• Problème posé
Comptez les lignes des enregistrements ci-dessous qui contiennent la chaîne "every", en tenant compte de la casse. Donnez seulement ce nombre.

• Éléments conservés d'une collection
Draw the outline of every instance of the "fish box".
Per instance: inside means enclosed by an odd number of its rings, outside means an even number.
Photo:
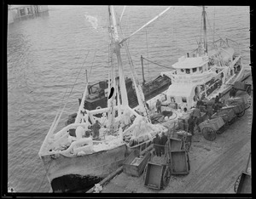
[[[124,162],[124,173],[128,175],[139,177],[150,157],[151,153],[149,151],[147,151],[144,156],[140,156],[139,151],[134,150]]]
[[[186,151],[171,151],[171,162],[172,174],[189,173],[189,156]]]
[[[241,173],[236,193],[252,193],[252,177],[247,173]]]
[[[154,190],[162,188],[162,176],[166,170],[166,165],[148,162],[145,171],[144,186]]]
[[[180,139],[170,138],[171,151],[179,151],[182,149],[183,142]]]
[[[244,97],[239,97],[239,98],[230,98],[227,100],[228,105],[236,105],[239,104],[246,104],[246,99]]]
[[[236,82],[234,84],[234,88],[238,90],[246,90],[247,85],[243,82]]]

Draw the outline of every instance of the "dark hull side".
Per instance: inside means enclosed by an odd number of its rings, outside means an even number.
[[[53,192],[86,191],[120,167],[126,145],[82,156],[45,155],[41,159]]]
[[[99,183],[103,178],[92,175],[79,175],[69,174],[63,175],[59,178],[54,179],[51,183],[53,192],[86,192],[95,184]]]

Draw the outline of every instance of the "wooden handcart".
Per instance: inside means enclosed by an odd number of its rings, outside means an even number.
[[[199,128],[207,140],[213,141],[216,139],[216,134],[220,134],[225,130],[226,124],[219,117],[200,123]]]
[[[251,95],[252,85],[244,82],[236,82],[230,92],[230,97],[235,97],[238,90],[246,91],[249,95]]]
[[[236,115],[234,112],[233,109],[230,109],[230,110],[224,110],[224,109],[220,109],[218,110],[218,112],[214,113],[212,116],[212,118],[218,118],[218,117],[222,117],[224,123],[228,124],[228,125],[231,125],[232,123],[234,123],[234,122],[236,119]],[[222,132],[223,133],[223,132]]]
[[[151,189],[165,189],[171,179],[171,174],[187,174],[190,170],[188,152],[180,150],[181,140],[174,147],[171,147],[170,140],[165,146],[165,163],[148,162],[143,173],[144,186]],[[175,141],[175,139],[173,139]],[[168,144],[169,143],[169,144]],[[173,146],[173,145],[172,145]],[[177,148],[176,148],[177,147]]]
[[[247,109],[250,108],[250,106],[251,106],[251,99],[249,98],[249,100],[247,100],[246,101],[246,100],[242,97],[230,98],[227,100],[226,103],[228,105],[238,105],[241,104],[244,104],[244,109],[247,110]]]
[[[189,124],[187,122],[178,120],[174,122],[173,128],[171,129],[171,134],[168,138],[166,145],[170,145],[171,149],[174,145],[177,145],[178,140],[180,140],[180,150],[189,151],[189,148],[192,143],[192,134],[188,132]],[[175,151],[177,151],[175,150]]]
[[[146,167],[146,164],[151,157],[151,153],[147,151],[144,156],[140,156],[138,150],[134,150],[123,163],[124,173],[139,177]]]
[[[235,114],[238,117],[241,117],[245,114],[246,111],[246,105],[245,103],[238,103],[236,105],[227,105],[222,107],[222,110],[230,110],[232,109],[235,112]]]
[[[238,176],[234,190],[236,193],[252,193],[252,166],[251,166],[251,153],[244,172]]]

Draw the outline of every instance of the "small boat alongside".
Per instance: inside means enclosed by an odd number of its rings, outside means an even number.
[[[241,64],[239,43],[228,38],[208,43],[205,7],[202,18],[203,43],[200,42],[196,49],[180,57],[172,65],[174,70],[161,73],[172,79],[167,103],[177,103],[182,109],[191,109],[199,100],[227,93],[236,82],[250,75]]]

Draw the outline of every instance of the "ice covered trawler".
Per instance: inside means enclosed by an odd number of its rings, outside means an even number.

• Réponse attendue
5